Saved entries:
|---|

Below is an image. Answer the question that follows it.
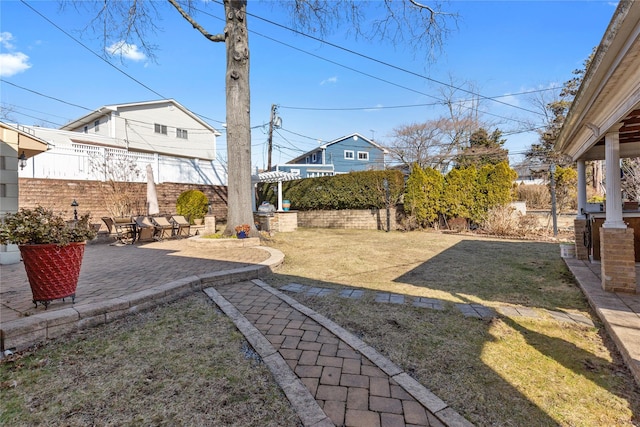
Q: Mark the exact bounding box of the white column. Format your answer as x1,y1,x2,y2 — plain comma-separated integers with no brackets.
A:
576,159,587,218
277,181,283,211
603,127,625,228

|---|

* [Directions]
Omitting all pictures, reproduce the records above in their entirety.

* [Exercise result]
Below is an image. Answer the question that follows it.
Q: Mark the exact bounding box of the white column. Format your answer as x1,y1,x2,y2 — plain comma-separated integers with no brackets.
A:
576,159,587,218
277,181,283,211
603,127,625,228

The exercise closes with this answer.